┌─ Excerpt to read
The business daily Les Echos had reported earlier Monday that the overall tax burden would climb to 46.5 percent of gross domestic product (GDP) in 2014 under a budget plan to be presented to the government on Wednesday.

Moscovici said the Socialist government of President François Hollande would keep its promise of not raising taxes on households except for the VAT sales tax, which is being hiked to lower taxes on businesses in a bid to boost job creation.

But the minister said there will be additional tax revenue "which will come essentially from unproductive loopholes from which we want to recover resources".

He noted however that most of the fiscal consolidation effort for 2014 was due to come from spending cuts, unlike 2013 when tax increases dominated.

Les Echos said the budget proposals would include €10 billion in savings from tax and spending measures.

France – the eurozone's second-largest economy, after Germany – was supposed to push its public deficit back down to EU's notional ceiling of 3.0 percent of GDP this year.

The government already said in February it would miss that target, forecasting a deficit of 3.7 percent.

The European Commission has in return insisted that France push the deficit considerably below 3.0 percent in 2014.

French central bank governor Christian Noyer said last week that France should freeze pensions, civil servant salaries and social benefits to save 40 billion euros 2014 to meet the 3.0 percent deficit target.
└─
[Exercises to complete]:
a) Answer these questions from the French budget passage:
(i) What share of GDP did Les Echos report the overall tax burden would reach in 2014?
(ii) What public deficit did the government forecast in February?
(iii) What did Christian Noyer say France should freeze?
b) Reproduce the French budget passage word for word, starting at "He noted however" and ending at "and spending measures.".
These records have no connection to the French budget passage.
┌─ Provided data
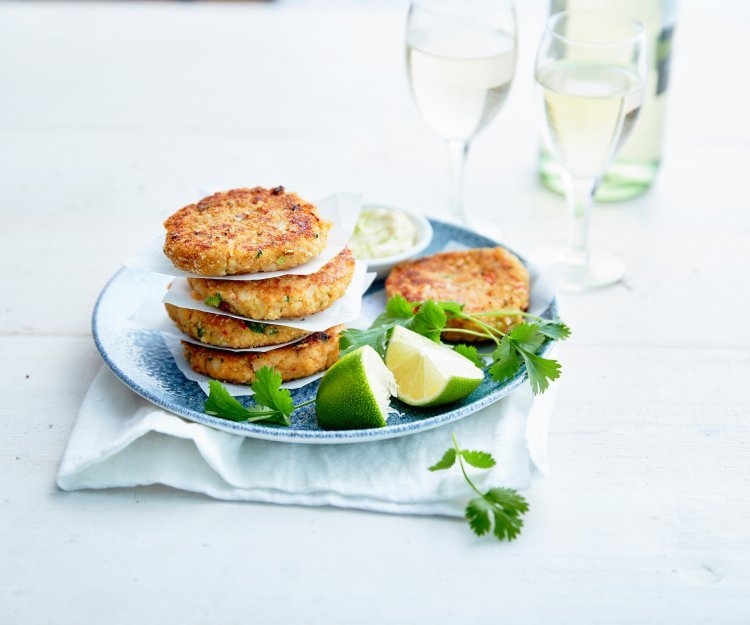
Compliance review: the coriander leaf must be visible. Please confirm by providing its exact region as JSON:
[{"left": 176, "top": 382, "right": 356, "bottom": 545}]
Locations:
[
  {"left": 520, "top": 349, "right": 560, "bottom": 395},
  {"left": 250, "top": 367, "right": 294, "bottom": 420},
  {"left": 203, "top": 380, "right": 294, "bottom": 425},
  {"left": 412, "top": 300, "right": 446, "bottom": 343},
  {"left": 453, "top": 343, "right": 484, "bottom": 369},
  {"left": 465, "top": 497, "right": 493, "bottom": 536},
  {"left": 539, "top": 320, "right": 570, "bottom": 341},
  {"left": 508, "top": 323, "right": 544, "bottom": 354},
  {"left": 461, "top": 449, "right": 495, "bottom": 469},
  {"left": 203, "top": 293, "right": 222, "bottom": 308},
  {"left": 489, "top": 336, "right": 521, "bottom": 382},
  {"left": 203, "top": 380, "right": 251, "bottom": 421},
  {"left": 385, "top": 295, "right": 414, "bottom": 319},
  {"left": 492, "top": 507, "right": 523, "bottom": 540},
  {"left": 428, "top": 447, "right": 456, "bottom": 471},
  {"left": 243, "top": 320, "right": 266, "bottom": 334},
  {"left": 484, "top": 488, "right": 529, "bottom": 540},
  {"left": 484, "top": 488, "right": 529, "bottom": 514},
  {"left": 339, "top": 324, "right": 393, "bottom": 358}
]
└─
[Task-by-task solutions]:
a)
(i) 46.5 percent of GDP
(ii) 3.7 percent
(iii) Pensions, civil servant salaries and social benefits

b)
He noted however that most of the fiscal consolidation effort for 2014 was due to come from spending cuts, unlike 2013 when tax increases dominated.

Les Echos said the budget proposals would include €10 billion in savings from tax and spending measures.